::: Records to use :::
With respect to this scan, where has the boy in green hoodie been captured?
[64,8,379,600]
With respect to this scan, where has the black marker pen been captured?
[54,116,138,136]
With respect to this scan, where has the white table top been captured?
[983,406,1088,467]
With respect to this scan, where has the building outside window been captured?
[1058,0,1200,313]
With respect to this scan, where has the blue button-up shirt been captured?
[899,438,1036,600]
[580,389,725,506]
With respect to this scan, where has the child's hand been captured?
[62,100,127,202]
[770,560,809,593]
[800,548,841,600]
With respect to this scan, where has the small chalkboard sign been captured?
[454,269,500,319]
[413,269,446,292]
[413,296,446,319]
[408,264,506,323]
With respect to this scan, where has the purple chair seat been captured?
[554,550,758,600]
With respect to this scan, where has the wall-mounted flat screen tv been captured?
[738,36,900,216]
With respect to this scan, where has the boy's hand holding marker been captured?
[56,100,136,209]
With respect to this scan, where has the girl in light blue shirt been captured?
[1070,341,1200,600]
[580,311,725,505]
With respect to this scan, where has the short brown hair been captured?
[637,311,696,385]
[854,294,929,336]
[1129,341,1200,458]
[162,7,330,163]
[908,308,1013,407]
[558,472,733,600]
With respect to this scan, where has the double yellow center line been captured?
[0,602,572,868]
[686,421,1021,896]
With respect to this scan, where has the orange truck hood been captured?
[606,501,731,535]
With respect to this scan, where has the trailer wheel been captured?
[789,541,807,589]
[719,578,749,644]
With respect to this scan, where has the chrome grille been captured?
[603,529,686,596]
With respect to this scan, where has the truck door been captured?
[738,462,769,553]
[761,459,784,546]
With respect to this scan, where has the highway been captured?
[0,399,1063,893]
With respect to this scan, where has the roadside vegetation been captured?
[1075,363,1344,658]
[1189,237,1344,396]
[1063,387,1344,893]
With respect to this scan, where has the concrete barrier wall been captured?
:::
- [What to produce]: Reproduce, without any change, every line from the line with "With respect to this scan, where has the trailer" up to and including the final line above.

- [Response]:
With respect to this scan, where has the trailer wheel been captured?
[789,541,807,589]
[719,578,749,644]
With respect to this scan, where has the chrome grille been captured?
[603,529,686,596]
With respect to this scan, where has the truck door been captured?
[738,462,769,553]
[761,459,784,546]
With respect to this scan, where has the highway been captured?
[0,399,1063,893]
With respect to this scan, where has the roadside vegetation been captured?
[1075,363,1344,658]
[1189,237,1344,396]
[1063,387,1344,893]
With respect to this scan, where has the concrete barrier wall been captured?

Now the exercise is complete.